**Kutipan untuk Dibaca**
○ ○ ○ ○ ○ ○ ○

Di awal-awal proses berdiri pesantren ini dimulai dari tiga orang santri yang berminat menyetorkan bacaan Al-Qur’an kepada Ning Maria Ulfa di rumahnya kala itu sudah berada di lokasi belakang dalam lingkungan PPRU 2. Ketiga santri putri tersebut adalah Nur Aini, Maftuhah dan Maulidiya, dengan ragam setoran; bil ghaib dan binnadzar. Pada mulanya, ning yang biasa dipanggil Ning Ulfa itu, enggan menyertai mereka berdua secara serius karena kesibukan sebagai guru di SMA RU 2 saat itu telah banyak menyita waktunya. Sejak tahun 2008, Ning Ulfa telah berperan aktif mengajar di unit formal, bahkan pada tahun 2011 sekian bulan seusai lulus dari IAI Al-Qolam Gondanglegi ia mengikuti pelatihan guru sertifikasi di Surabaya dan dinyatakan lulus pada tahuan 2012.

○ ○ ○ ○ ○ ○ ○

**Tugas Latihan**
1. Dalam kutipan tentang awal berdirinya pesantren, siapa nama tiga santri putri yang pertama kali menyetorkan bacaan Al-Qur’an kepada Ning Maria Ulfa?
2. Teruskan kutipan tentang awal berdirinya pesantren mulai dari sesudah kalimat terakhirnya.

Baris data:

○ ○ ○ ○ ○ ○ ○

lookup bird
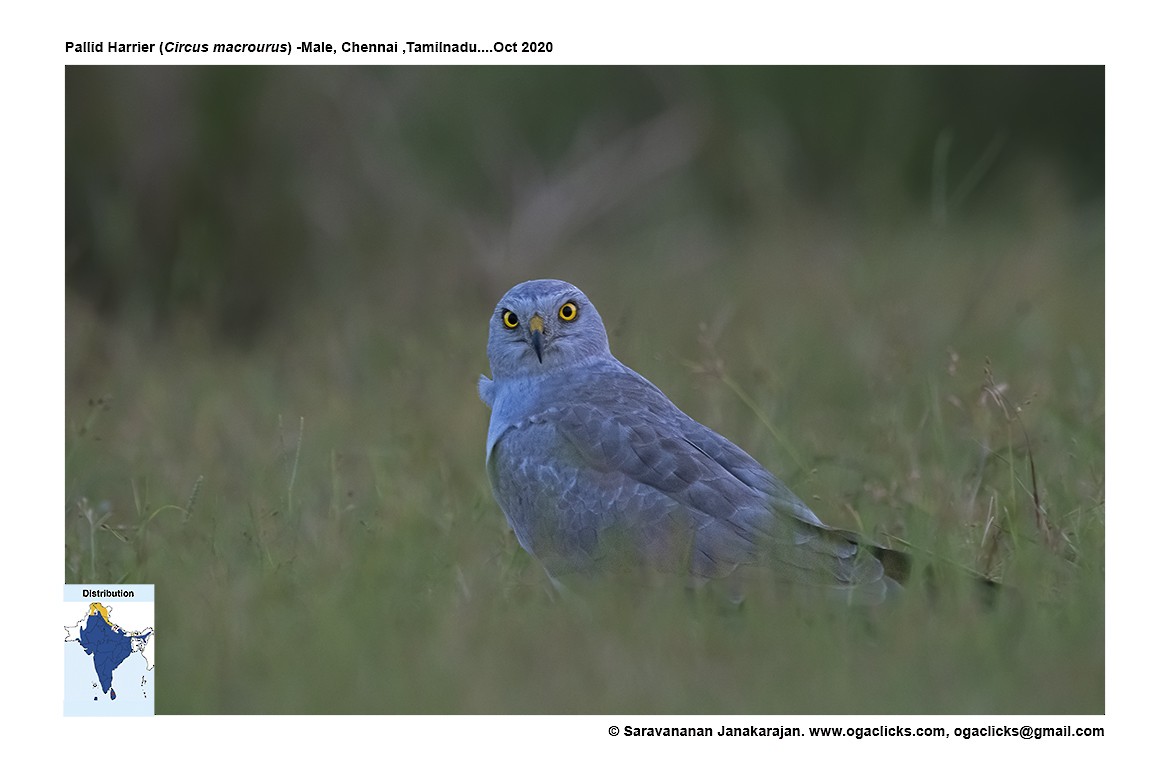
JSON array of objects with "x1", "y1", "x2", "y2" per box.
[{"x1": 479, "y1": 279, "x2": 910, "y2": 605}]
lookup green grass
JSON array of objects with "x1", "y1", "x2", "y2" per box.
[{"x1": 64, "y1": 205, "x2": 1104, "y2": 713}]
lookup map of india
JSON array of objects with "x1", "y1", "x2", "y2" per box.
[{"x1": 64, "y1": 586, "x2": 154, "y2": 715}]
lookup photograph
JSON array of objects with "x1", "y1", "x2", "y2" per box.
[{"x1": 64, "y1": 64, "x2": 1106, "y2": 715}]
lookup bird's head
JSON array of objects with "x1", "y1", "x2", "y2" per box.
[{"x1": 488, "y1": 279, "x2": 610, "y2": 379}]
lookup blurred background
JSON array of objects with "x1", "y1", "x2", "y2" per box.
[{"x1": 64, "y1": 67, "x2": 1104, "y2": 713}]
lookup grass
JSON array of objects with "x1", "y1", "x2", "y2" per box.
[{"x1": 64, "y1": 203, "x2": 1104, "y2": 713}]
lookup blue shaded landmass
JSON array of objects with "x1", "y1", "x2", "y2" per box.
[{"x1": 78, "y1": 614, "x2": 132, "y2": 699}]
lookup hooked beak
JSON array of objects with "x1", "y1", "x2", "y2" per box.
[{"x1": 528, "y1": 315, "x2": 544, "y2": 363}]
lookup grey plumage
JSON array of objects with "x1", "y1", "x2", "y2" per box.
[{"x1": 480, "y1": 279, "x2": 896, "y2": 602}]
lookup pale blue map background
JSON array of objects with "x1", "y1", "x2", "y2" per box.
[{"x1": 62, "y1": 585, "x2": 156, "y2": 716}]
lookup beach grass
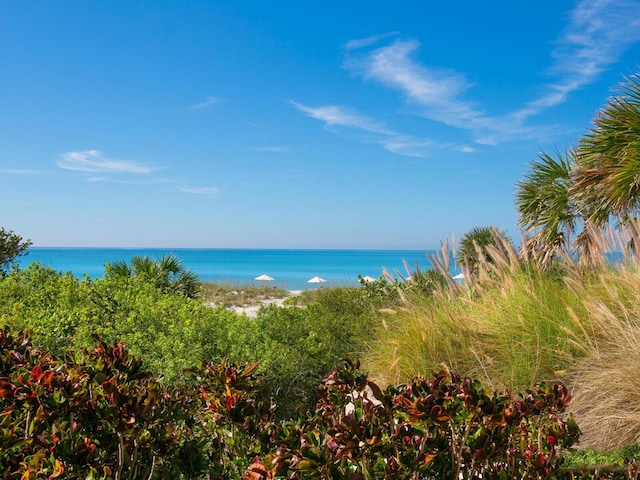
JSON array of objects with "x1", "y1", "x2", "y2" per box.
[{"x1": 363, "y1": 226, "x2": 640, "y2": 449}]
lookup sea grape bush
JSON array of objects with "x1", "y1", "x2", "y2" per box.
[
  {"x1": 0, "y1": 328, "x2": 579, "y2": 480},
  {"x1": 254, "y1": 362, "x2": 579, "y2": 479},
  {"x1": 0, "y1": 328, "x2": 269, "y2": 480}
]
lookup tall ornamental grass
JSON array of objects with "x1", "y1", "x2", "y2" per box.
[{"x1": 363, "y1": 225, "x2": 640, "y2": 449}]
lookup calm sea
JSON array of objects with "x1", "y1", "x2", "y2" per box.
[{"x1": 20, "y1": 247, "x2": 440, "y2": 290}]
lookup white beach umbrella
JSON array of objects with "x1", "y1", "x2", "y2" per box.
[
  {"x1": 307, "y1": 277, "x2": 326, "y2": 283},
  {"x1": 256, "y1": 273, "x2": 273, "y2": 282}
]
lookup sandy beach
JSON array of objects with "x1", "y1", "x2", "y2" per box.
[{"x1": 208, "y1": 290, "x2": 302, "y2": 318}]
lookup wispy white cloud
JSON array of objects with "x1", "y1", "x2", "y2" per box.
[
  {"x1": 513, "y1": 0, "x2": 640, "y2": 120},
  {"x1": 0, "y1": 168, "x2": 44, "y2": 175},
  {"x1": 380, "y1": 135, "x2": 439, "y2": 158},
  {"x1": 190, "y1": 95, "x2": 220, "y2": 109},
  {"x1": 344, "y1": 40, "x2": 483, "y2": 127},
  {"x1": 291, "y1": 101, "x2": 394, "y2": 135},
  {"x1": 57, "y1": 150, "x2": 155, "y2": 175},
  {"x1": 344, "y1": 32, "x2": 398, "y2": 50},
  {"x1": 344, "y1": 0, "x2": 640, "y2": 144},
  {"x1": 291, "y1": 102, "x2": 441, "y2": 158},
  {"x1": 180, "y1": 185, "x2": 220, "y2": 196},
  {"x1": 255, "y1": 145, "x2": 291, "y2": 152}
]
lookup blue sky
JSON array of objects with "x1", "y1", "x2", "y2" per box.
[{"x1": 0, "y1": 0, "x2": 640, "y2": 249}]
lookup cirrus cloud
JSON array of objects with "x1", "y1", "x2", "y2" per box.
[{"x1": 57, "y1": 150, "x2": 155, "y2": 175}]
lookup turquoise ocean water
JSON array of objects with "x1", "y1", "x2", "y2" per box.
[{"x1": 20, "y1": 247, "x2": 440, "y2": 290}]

○ ○ ○ ○ ○ ○ ○

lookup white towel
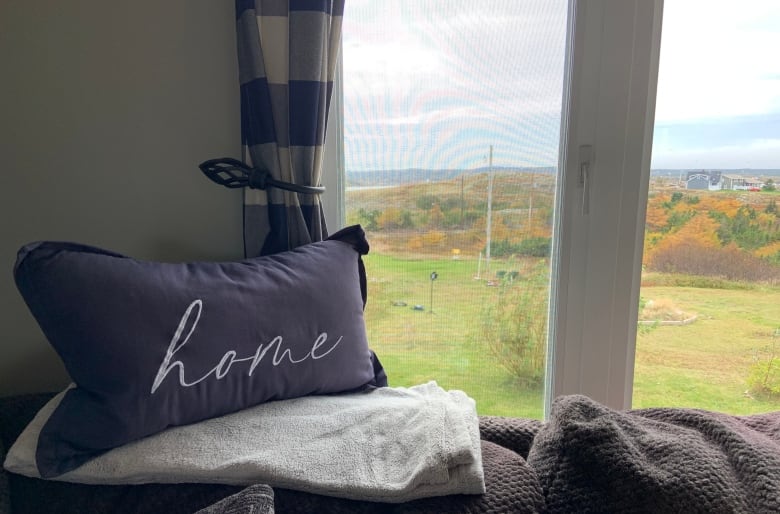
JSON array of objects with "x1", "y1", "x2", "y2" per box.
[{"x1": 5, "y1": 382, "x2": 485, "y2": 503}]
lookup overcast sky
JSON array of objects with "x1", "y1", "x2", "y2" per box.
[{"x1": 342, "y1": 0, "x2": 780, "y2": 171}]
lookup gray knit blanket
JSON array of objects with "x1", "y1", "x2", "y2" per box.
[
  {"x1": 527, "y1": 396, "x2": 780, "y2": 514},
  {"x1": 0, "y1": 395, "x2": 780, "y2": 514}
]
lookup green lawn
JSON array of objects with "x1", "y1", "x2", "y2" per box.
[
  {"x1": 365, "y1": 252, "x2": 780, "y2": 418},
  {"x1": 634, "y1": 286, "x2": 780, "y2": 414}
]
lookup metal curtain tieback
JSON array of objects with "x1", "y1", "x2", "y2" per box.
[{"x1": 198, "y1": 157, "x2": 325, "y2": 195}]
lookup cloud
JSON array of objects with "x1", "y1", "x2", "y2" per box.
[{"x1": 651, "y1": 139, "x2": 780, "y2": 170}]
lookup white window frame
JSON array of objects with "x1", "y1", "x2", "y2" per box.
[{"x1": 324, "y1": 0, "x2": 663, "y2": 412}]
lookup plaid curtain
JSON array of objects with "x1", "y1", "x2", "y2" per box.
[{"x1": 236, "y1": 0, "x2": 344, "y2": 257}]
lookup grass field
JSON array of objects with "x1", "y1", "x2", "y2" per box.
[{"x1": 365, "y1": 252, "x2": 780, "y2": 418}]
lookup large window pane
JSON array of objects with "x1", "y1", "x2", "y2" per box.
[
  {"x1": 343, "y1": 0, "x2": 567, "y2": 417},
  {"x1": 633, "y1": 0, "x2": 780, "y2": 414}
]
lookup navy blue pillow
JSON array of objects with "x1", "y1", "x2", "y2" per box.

○ ○ ○ ○ ○ ○ ○

**Jawaban yang Diberikan**
1. Nur Aini, Maftuhah, dan Maulidiya.

2.
Namun kegigihan ketiga santri itu, akhirnya membuat hati Ning Ulfa berubah dari sedikit kesal menjadi trenyuh, sehingga bertekad menanggalkan status guru di unit formal demi meladeni santri-santri yang tetap getol melakukan setoran bacaan pada putri bungsu Yai Qosim itu. Secara bertahap jumlah peserta setor-baca Al-Qur’an yang dilakukan usai shalat Shubuh itu bertambah dan terus bertambah dari tiga, delapan, empat belas hingga akhirnya menjadi dua puluh lima santri. Memperhatikan grafik santri putri yang kian menanjak, membuat Ning Ulfa mulai berfikir persoalan tempat tinggal yang kemudian merelakan ruang makan disulap menjadi kamar inap mereka dengan menyekat kamar santap keluarga menjadi dua petak.


Logo Resmi PPQ AL-QOSIMI Malang

Setelah dilihat jumlah santri calon penghafal Al-Qur’an kian meroket, Ning Maria Ulfa mengutarakan kondisi tersebut sekaligus memohon doa restu kepada Nyah Hj. Zainab Qosim, maka pada pertengahan tahun 2015 Nyah Hj. Zainab Qosim meminta H. Lukman, agar mewakafkan tanah dan bangunan dibelakang rumah Ning Maria Ulfa untuk kepentingan hunian para santri penghafal Al-Qur’an. Di tahun itu, ruang hunian diperlebar ke arah timur sesuai luas tanah yang diberikan oleh salah satu ahli waris Abah Mahmudji tersebut.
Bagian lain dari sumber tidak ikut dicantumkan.